L’avion-fusée Lippisch DM-1 : le bolide du IIIe Reich

Le concept très futuriste du DM-1, en avance de plusieurs décennies sur son époque, en fait de loin l’appareil le plus fantastique élaboré durant la seconde guerre mondiale par les Nazis, concurremment avec les ailes volantes des frères Horten.  Il le doit aux travaux du Dr. Alexander Lippisch sur les voilures delta.

Les origines du projet DM-1

En 1939, Alexander Lippisch entra chez Messerschmitt où il développa le fameux Messerschmitt Me 163 « Komet »  qui fut le premier intercepteur-fusée à devenir opérationnel au monde. La forme révolutionnaire de la cellule et de la voilure conçues par Lippisch, associée au moteur-fusée Walther, permit au « Komet » d’atteindre des vitesses subsoniques jusque là inconcevables. Le 2 octobre 1941 à Peenemünde, le pilote d’essai Heini Dittmar pulvérisa le record du monde en dépassant le seuil symbolique des 1000 km/h à bord de son « Komet », mais l’exploit fut tenu rigoureusement secret pour ne pas alarmer les Alliés.

# Consigne
Recopiez le passage de l'article sur le DM-1 compris entre « En 1939, Alexander » et « alarmer les Alliés. », bornes incluses. Servez-vous uniquement de l'article sur le DM-1.

# Lignes de données

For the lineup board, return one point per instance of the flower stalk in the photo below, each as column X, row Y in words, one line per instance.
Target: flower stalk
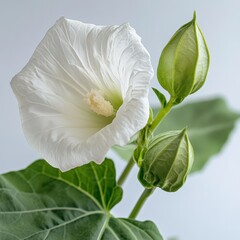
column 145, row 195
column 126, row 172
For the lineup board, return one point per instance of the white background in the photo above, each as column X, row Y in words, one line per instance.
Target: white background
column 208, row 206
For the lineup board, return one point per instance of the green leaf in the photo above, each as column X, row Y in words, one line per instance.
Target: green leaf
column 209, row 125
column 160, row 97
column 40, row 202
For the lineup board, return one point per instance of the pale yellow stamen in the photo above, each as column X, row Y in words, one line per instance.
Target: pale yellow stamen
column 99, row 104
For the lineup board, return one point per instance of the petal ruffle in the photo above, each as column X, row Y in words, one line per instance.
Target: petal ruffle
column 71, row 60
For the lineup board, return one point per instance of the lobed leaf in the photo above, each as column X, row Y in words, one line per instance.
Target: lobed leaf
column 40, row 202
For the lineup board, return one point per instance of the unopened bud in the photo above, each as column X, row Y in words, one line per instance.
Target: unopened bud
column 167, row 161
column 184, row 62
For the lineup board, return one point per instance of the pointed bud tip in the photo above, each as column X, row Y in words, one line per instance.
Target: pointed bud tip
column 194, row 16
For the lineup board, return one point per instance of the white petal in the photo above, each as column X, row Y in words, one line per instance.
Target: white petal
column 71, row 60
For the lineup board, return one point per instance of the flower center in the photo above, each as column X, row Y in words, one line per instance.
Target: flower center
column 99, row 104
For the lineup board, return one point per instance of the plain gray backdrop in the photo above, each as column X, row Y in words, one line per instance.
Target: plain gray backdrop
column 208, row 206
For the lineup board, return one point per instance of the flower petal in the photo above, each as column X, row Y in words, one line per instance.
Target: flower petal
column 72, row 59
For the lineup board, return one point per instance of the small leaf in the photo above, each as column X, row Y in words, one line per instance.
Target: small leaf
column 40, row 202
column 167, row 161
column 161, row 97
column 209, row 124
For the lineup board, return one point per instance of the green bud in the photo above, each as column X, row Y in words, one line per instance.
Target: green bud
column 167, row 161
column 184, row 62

--

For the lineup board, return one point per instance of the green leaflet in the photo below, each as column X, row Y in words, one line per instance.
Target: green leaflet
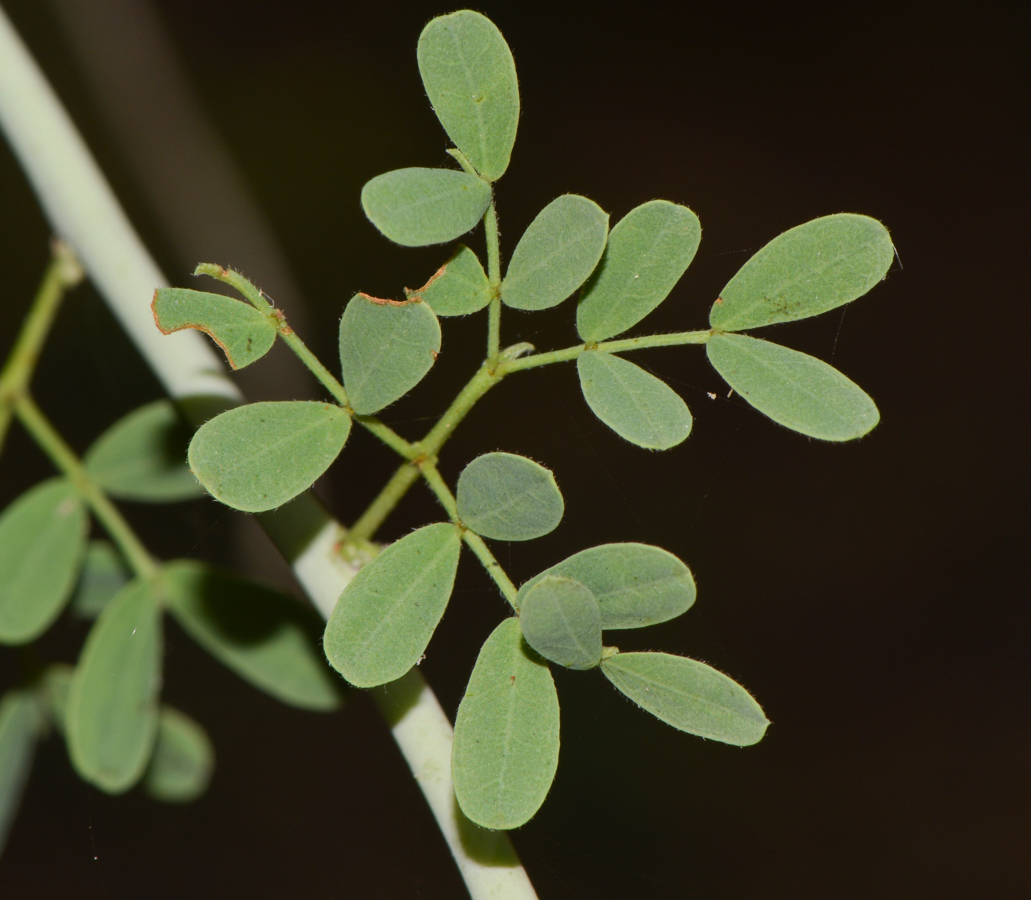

...

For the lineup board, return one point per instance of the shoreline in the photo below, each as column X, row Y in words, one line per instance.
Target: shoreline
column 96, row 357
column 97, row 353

# Réponse
En 1939, Alexander Lippisch entra chez Messerschmitt où il développa le fameux Messerschmitt Me 163 « Komet »  qui fut le premier intercepteur-fusée à devenir opérationnel au monde. La forme révolutionnaire de la cellule et de la voilure conçues par Lippisch, associée au moteur-fusée Walther, permit au « Komet » d’atteindre des vitesses subsoniques jusque là inconcevables. Le 2 octobre 1941 à Peenemünde, le pilote d’essai Heini Dittmar pulvérisa le record du monde en dépassant le seuil symbolique des 1000 km/h à bord de son « Komet », mais l’exploit fut tenu rigoureusement secret pour ne pas alarmer les Alliés.